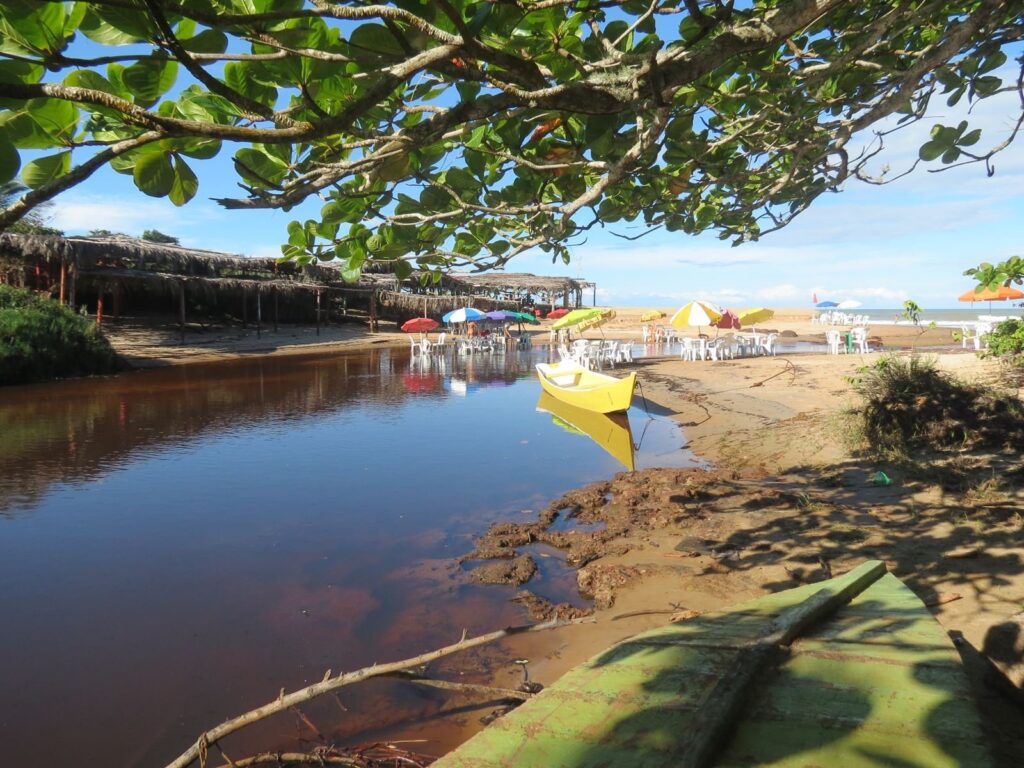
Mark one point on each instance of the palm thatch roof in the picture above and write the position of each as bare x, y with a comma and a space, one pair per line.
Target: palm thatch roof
124, 258
524, 283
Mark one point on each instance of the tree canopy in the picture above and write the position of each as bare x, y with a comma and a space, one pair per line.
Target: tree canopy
450, 132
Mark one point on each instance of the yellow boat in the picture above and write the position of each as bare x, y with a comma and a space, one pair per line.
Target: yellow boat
610, 431
573, 384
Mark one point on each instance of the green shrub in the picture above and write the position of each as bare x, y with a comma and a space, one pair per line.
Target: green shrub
1006, 340
41, 340
909, 404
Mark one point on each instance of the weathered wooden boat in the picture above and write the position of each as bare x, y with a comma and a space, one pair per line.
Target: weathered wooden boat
852, 672
578, 386
610, 431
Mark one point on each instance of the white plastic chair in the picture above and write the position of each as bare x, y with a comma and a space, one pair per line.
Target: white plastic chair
713, 349
688, 351
766, 344
859, 338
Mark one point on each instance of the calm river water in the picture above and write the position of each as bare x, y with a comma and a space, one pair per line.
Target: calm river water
177, 545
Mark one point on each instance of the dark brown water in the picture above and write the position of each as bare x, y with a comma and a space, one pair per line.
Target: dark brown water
177, 545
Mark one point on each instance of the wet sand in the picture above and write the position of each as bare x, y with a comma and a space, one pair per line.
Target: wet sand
153, 342
786, 501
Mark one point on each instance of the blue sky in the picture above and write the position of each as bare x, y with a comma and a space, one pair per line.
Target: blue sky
909, 240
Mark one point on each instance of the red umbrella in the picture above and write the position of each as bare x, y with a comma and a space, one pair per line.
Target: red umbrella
419, 325
729, 320
421, 384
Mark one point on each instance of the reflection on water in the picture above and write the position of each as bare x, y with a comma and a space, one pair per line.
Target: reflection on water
177, 545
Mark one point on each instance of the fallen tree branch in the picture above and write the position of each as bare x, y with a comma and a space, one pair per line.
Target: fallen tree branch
328, 684
486, 690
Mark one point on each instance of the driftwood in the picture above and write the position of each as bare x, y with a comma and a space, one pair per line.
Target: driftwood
375, 755
721, 704
286, 701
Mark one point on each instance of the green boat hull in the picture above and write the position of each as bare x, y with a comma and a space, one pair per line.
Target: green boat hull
878, 683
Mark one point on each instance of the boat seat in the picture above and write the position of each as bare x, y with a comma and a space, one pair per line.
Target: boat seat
564, 380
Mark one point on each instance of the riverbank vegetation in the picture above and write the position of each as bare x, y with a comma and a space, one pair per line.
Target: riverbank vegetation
909, 403
42, 340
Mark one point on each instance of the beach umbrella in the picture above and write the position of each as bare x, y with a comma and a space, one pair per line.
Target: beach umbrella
1003, 293
604, 316
756, 315
525, 317
695, 314
728, 320
500, 314
463, 314
419, 325
421, 383
576, 317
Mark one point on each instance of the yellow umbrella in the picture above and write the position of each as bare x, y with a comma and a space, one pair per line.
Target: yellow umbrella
597, 322
695, 313
576, 317
754, 316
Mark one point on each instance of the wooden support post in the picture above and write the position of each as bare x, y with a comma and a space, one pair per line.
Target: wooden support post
181, 310
74, 281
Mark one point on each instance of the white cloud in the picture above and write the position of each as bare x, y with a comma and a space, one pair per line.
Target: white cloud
78, 213
782, 292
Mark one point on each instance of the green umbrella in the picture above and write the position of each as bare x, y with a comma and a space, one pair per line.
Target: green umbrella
525, 317
576, 317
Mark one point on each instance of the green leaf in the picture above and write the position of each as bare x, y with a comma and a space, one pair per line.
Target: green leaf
36, 28
19, 72
42, 170
10, 161
154, 174
402, 269
970, 138
931, 151
185, 184
56, 118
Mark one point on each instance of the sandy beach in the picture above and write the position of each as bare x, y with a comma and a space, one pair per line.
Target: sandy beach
786, 499
151, 342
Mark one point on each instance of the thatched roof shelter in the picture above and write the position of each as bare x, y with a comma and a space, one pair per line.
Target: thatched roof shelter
126, 266
522, 286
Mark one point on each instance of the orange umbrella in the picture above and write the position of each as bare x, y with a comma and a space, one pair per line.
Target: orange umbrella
419, 325
1003, 293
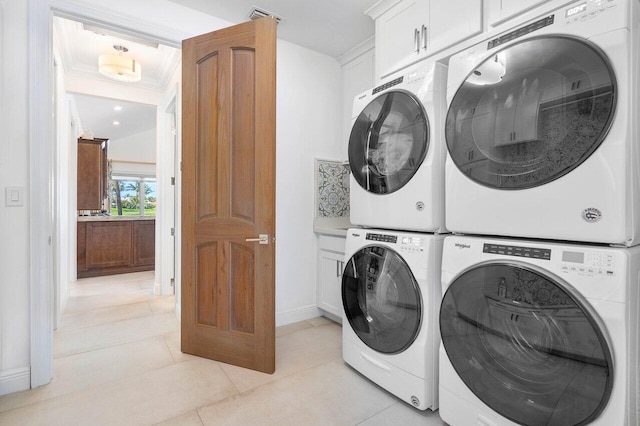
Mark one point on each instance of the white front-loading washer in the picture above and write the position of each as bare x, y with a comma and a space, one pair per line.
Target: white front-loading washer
542, 128
391, 295
538, 333
396, 152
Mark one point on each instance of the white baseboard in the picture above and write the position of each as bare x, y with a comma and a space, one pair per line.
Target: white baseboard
297, 315
15, 380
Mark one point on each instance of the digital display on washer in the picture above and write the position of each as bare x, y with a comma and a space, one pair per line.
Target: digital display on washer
387, 85
382, 238
573, 256
544, 22
534, 253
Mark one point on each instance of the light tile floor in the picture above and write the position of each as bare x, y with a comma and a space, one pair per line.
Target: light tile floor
118, 362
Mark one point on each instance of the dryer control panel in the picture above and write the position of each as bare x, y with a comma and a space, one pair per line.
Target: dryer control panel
589, 264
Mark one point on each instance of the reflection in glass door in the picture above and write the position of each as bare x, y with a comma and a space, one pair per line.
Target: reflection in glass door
381, 299
388, 142
526, 346
531, 112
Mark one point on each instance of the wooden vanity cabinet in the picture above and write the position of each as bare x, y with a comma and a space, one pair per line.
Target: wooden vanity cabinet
115, 247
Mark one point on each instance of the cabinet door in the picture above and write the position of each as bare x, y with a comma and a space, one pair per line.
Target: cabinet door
108, 244
451, 22
90, 189
330, 267
502, 10
398, 35
144, 242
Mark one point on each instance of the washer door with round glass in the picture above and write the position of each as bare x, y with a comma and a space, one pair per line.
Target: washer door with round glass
388, 142
381, 299
526, 346
531, 112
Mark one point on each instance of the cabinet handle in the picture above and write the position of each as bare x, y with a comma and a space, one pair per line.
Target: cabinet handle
424, 37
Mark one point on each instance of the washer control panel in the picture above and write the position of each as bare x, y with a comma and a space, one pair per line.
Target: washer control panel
590, 264
535, 253
404, 243
382, 238
412, 244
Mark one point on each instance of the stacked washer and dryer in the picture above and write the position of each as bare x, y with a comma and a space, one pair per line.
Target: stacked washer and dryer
539, 317
391, 282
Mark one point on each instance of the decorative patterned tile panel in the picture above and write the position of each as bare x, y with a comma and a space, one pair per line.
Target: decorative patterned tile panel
332, 194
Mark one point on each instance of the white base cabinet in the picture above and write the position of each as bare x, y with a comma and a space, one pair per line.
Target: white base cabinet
330, 267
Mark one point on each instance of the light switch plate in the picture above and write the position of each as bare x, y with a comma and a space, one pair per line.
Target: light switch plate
14, 196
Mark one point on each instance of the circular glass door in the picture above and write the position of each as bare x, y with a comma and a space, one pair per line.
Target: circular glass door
525, 346
388, 142
531, 112
381, 299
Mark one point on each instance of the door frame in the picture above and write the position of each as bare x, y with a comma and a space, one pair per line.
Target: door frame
42, 148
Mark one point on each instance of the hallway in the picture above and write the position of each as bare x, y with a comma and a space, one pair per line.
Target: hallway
118, 362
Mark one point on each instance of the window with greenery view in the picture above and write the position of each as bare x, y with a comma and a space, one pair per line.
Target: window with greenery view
133, 196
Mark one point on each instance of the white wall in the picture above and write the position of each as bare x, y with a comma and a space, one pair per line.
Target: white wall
14, 221
140, 147
308, 126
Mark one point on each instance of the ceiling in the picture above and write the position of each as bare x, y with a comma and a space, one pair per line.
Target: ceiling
331, 27
98, 114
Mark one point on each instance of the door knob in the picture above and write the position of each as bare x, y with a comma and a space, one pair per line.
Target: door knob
262, 239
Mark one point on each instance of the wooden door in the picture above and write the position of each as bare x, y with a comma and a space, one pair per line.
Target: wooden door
228, 195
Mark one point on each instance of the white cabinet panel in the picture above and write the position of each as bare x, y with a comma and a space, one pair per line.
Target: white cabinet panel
453, 21
410, 30
358, 75
329, 287
329, 282
399, 36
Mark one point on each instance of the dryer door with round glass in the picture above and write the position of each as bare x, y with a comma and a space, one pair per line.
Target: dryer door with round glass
381, 299
526, 346
388, 142
531, 112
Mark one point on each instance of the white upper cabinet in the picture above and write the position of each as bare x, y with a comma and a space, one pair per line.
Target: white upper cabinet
502, 10
410, 30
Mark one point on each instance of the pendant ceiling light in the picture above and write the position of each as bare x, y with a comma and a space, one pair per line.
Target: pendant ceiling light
119, 67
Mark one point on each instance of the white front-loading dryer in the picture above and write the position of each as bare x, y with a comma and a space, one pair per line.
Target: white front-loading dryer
542, 128
396, 152
391, 295
538, 333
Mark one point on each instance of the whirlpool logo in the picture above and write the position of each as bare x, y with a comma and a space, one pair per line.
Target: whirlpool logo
591, 215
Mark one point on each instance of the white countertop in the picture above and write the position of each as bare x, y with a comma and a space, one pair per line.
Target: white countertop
113, 218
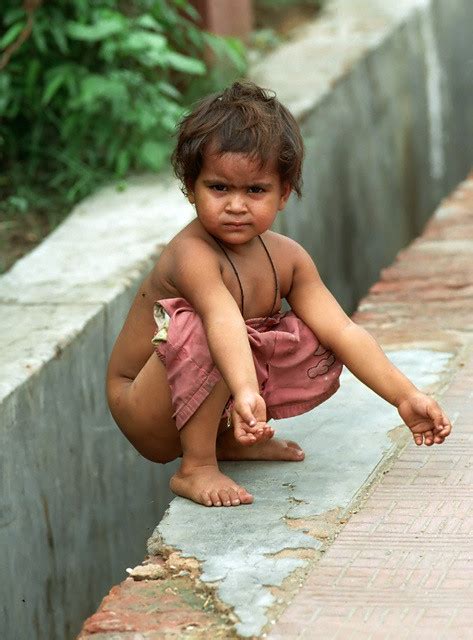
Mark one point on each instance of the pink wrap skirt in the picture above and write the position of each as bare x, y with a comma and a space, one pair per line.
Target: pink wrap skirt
295, 372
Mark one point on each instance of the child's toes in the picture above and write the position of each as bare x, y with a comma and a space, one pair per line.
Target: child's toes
216, 501
428, 438
225, 498
245, 497
234, 497
206, 499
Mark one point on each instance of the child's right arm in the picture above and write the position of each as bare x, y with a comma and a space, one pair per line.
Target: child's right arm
196, 274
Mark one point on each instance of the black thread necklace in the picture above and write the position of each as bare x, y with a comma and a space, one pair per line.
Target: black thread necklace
242, 295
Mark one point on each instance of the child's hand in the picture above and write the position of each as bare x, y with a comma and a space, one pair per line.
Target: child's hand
426, 420
249, 419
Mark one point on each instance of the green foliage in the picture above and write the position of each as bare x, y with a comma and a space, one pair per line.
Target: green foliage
96, 89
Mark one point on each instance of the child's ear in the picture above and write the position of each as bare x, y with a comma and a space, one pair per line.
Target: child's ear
285, 193
190, 193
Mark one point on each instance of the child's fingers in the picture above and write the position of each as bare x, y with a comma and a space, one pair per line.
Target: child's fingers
429, 438
444, 428
418, 438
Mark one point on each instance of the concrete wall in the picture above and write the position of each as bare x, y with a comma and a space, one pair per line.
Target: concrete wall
387, 118
386, 112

● ● ● ● ● ● ●

DESCRIPTION OF THE TASK ▸
Begin with the line that contains "Target: child's hand" and print each line exactly until the data ends, including the last line.

THE ANSWER ▸
Target: child's hand
426, 420
249, 419
Mark one point on each instance of the green foliage in the picture above and write the position of each as bare x, y with a comma and a space, one pair per line.
Target: green foliage
96, 89
Mark one point on each instance of the child's ear in the picture above and write the position of each as bare x, y with a comma and a space, one pair per line.
Target: child's ear
285, 193
190, 193
Mark one point on each instance of the child's fingers in the picture above and write the position of each as bare x, y with a comma and a space, one pair per line.
Target: child's fingers
429, 438
444, 428
418, 438
Mark one point on each instance of the concrete wall in the picture above and write the position of each as bare x, y with a comma and a space, one pair per line.
Target: concrete wall
387, 118
386, 112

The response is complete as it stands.